If n≥8, and the coefficients of $\displaystyle x^7$ and $\displaystyle x^8$ in the expansion of $\displaystyle (3+x/2)^n$ are equal, what is n?
I equated the coefficents, but end up with n being 8.03 something, which can't be right.
Any help?
If n≥8, and the coefficients of $\displaystyle x^7$ and $\displaystyle x^8$ in the expansion of $\displaystyle (3+x/2)^n$ are equal, what is n?
I equated the coefficents, but end up with n being 8.03 something, which can't be right.
Any help?

» **GIVEN PROBLEM 1**: In the forum post about the binomial expansion, what value of n did the poster get after equating the coefficients?
» **GIVEN PROBLEM 2**: Based on the forum post about the binomial expansion, mark each statement yes or no: (a) The poster accepts the value of n they found. (b) The problem states that n is at least 8. (c) The poster equated the coefficients.
The lines after this point are separate material, not part of the forum post.

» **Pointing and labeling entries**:
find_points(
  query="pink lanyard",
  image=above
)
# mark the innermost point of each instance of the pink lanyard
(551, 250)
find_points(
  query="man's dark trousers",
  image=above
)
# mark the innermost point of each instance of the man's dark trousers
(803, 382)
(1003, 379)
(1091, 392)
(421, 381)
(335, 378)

» **WORKED ANSWER 1**: The poster got n as "8.03 something."

» **WORKED ANSWER 2**:
(a) No: "which can't be right"
(b) Yes: "If n≥8"
(c) Yes: "I equated the coefficents"